**Source passage:**
————————
Monday, August 6, 2012

Road Trip: Crystal Bridges Museum of American Art

Earl Grey in front of one of Roxy Paine's dendroid works nestled on the lawn of
 Crystal Bridges Museum of American Art in Bentonville, AR, photo August 2012
Crystal Bridges, nestled in a beautiful grove of trees and public art, opened last November on the outskirts of Bentonville, Arkansas. Yes, that's right - Bentonville, the home of Wal-Mart.

The museum has had its detractors -- those who despise Wal-Mart, in turn, despise this "museum that Wal-Mart built" simply because an heir of the company's founder funded the project and serves as Board Chair. To read an analysis of why this museum does not deserve its association with the Occupy movement, click here.

Alternatively, some from the art world have proclaimed its goodness - but not its greatness. Judith Dobrzynski wrote a good review of the collection in December 2011 focusing on its above averageness (click here). Roberta Smith, esteemed NYTimes critic, gave a very good review in December 2011 focusing on the collection and its outreach, noting: "The museum also has the beginning of a distinctive mission, which is to tie together American art and history and the immediate experience of nature in a compelling and accessible way, one that still keeps the art very much in the foreground." Smith points out that "Crystal Bridges is user friendly...Admission is free, and it has an ambitious education program that will...reach out to more than 80,000 elementary school students in the area. And in some of the interstices between its has areas outfitted with comfortable chairs and couches and stocked with stacks of art books for browsing. These elements, like the museum they are part of, convey the belief that art, like music and literature, is not a recreational luxury or the purview of the rich. Rather, it is an essential tool for living to which everyone must have access, because it helps awaken and direct the individual talent whose development is essential to society, especially a democratic one. Art, after all, is one of the places where the pursuit of happiness gains focus and purpose and starts expanding outward, to aid and abet that thing called the greater good."

More recently, Crystal Bridges has reached out to the "at risk" Stieglitz Collection at Fisk University to resolve the university's financial crisis by creating a partnership between the two institutions. According to the Museum's director,  Don Bacigalupi: “We are looking forward to working with Fisk University as we begin this partnership and eventually present the Stieglitz Collection to the very large—and growing—Crystal Bridges audience." Alice Walton, the heir behind the Crystal Bridges project further noted, “It’s been many years and we are grateful for the time, effort and final court decision that will enable Crystal Bridges to enhance public access to this important collection. We’re feeling great about the future of the Stieglitz Collection. The Fisk-Crystal Bridges partnership keeps the collection intact and ensures its long-term preservation and access.”

Earl Grey at Asher B. Durand's Kindred Spirits, purchased from the New York Public Library for $35M, now in the Collection of Crystal Bridges.

Having spent an entire day at the museum and on the grounds of the site, I can say that the museum is the real deal. It's worth the trip. Road trip anyone?
————————
**Your task:**
Decide whether each statement below agrees with the Crystal Bridges post, answering yes or no and quoting the exact words of the post that settle it.
1. Visitors must pay to enter Crystal Bridges.
2. Asher B. Durand's Kindred Spirits was bought from the New York Public Library.
3. Crystal Bridges opened in downtown Bentonville.
————————
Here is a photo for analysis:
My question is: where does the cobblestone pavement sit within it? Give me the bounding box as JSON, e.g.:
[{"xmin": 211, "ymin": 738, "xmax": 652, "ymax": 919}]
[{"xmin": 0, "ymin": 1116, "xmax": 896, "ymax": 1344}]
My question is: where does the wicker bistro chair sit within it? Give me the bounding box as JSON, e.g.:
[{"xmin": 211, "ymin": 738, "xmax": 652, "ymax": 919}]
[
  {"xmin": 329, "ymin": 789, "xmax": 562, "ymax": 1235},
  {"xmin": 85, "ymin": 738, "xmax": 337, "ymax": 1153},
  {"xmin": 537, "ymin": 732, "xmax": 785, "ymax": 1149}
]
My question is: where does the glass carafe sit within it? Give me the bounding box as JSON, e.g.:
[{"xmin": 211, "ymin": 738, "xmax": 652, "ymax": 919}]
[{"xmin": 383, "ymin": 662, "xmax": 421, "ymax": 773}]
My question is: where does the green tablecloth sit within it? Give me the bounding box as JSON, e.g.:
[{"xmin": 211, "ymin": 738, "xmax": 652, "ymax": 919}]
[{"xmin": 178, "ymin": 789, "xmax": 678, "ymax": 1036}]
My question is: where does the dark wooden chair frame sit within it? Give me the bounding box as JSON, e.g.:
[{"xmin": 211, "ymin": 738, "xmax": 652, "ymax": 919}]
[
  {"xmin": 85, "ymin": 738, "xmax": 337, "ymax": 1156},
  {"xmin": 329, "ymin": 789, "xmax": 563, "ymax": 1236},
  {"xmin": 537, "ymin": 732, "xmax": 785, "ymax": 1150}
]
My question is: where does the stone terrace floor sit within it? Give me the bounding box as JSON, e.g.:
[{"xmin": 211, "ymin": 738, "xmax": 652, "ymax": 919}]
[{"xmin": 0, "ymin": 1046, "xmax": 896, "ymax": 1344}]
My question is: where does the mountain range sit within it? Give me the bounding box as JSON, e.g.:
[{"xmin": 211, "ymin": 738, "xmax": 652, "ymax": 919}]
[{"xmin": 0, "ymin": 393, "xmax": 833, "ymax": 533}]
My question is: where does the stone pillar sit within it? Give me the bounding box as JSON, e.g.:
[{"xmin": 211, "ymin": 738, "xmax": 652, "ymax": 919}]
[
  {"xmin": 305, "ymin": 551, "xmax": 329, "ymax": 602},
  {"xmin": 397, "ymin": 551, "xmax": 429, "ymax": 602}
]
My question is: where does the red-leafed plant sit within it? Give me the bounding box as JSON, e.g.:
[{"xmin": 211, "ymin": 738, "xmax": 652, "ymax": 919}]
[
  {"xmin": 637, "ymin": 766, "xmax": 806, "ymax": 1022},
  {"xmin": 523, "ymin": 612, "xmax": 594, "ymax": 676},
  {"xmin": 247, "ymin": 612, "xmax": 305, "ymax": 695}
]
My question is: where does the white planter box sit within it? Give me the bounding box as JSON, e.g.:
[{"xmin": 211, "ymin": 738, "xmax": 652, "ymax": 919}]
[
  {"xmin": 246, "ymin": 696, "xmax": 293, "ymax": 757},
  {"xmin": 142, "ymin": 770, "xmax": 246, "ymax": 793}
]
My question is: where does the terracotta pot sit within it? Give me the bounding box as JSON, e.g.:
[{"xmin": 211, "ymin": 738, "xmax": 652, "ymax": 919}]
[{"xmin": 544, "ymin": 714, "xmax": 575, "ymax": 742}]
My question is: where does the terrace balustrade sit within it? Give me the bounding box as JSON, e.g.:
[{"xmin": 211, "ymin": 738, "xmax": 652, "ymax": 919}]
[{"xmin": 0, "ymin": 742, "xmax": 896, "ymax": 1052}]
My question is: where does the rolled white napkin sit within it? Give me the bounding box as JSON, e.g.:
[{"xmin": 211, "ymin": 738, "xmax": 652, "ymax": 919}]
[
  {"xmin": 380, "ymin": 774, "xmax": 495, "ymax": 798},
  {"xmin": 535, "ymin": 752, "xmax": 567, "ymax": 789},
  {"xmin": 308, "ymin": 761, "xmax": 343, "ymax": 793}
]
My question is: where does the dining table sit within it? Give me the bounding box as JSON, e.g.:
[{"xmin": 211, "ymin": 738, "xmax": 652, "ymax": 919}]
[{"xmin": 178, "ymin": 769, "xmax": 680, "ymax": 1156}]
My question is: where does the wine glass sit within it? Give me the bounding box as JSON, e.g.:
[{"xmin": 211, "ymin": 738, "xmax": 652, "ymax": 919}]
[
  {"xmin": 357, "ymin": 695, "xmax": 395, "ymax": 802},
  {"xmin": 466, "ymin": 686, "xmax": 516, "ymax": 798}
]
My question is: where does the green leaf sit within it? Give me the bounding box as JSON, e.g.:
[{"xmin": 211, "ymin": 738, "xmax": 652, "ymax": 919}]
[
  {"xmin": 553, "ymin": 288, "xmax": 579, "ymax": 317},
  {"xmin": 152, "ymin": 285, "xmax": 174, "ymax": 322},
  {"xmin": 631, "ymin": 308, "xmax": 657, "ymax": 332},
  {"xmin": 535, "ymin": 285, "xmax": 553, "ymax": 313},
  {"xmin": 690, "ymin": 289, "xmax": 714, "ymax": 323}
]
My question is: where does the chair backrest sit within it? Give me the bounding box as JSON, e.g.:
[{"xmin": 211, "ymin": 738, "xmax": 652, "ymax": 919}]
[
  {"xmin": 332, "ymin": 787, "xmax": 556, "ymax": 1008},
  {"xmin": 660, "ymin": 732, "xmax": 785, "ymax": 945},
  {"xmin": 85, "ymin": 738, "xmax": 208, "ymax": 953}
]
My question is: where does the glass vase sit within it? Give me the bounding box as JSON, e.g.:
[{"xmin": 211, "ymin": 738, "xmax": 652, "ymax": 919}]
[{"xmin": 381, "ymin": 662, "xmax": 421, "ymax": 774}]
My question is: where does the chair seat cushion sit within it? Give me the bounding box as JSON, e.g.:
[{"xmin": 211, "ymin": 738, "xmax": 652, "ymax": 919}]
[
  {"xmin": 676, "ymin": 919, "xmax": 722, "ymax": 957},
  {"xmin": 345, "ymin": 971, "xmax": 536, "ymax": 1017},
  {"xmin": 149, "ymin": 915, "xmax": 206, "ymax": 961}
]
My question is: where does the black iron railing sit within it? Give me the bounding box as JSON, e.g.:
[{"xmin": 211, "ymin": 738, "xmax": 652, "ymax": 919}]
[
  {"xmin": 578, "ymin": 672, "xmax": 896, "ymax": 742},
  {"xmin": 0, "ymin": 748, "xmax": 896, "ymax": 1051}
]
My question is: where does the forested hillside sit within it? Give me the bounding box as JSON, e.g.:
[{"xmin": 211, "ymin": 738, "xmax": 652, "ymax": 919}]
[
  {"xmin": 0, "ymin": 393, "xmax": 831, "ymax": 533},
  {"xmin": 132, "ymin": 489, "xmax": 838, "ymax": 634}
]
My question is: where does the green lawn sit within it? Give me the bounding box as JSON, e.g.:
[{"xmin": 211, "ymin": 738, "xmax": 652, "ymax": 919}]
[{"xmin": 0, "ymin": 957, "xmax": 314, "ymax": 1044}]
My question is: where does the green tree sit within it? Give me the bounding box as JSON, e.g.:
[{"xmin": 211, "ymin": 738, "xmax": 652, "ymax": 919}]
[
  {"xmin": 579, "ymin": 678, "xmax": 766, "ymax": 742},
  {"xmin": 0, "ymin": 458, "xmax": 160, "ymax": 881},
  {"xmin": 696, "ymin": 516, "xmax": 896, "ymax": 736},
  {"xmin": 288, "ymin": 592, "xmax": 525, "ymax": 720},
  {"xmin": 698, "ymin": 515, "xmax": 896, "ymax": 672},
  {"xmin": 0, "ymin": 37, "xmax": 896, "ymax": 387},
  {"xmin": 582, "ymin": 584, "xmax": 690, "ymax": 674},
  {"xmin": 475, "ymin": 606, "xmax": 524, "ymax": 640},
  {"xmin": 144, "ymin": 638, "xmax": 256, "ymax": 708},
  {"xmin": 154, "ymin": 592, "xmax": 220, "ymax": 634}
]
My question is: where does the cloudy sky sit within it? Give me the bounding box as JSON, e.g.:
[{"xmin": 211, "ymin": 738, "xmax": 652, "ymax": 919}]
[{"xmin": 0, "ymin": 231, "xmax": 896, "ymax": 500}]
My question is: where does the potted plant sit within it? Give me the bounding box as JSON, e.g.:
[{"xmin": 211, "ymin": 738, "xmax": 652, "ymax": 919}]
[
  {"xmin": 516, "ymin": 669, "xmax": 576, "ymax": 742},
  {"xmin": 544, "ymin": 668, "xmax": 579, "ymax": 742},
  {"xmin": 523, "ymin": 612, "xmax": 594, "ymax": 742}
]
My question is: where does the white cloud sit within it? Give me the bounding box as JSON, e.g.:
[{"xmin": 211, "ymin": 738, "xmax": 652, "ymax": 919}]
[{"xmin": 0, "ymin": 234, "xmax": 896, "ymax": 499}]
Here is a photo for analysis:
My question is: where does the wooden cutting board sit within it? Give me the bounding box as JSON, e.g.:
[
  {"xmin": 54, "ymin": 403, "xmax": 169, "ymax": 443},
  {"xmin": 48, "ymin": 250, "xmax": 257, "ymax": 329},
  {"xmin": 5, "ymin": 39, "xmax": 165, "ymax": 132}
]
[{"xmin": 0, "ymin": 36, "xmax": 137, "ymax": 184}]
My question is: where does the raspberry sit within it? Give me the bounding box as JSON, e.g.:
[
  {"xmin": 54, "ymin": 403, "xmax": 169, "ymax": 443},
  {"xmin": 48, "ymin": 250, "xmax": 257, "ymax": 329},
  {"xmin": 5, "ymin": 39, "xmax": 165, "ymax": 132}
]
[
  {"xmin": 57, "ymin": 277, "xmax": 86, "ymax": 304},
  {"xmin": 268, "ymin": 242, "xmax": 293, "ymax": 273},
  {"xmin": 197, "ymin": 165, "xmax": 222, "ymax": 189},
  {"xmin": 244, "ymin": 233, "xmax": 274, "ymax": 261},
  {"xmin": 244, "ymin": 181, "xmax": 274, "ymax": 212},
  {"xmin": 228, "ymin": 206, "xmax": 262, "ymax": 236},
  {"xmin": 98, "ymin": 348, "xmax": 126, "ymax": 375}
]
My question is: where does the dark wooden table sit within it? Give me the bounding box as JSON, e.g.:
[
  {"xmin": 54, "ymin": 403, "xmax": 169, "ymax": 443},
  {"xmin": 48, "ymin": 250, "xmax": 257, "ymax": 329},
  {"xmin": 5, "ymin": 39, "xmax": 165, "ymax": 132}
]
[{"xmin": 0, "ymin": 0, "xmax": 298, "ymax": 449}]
————————
**Your response:**
1. No: "Admission is free"
2. Yes: "purchased from the New York Public Library for $35M"
3. No: "opened last November on the outskirts of Bentonville, Arkansas"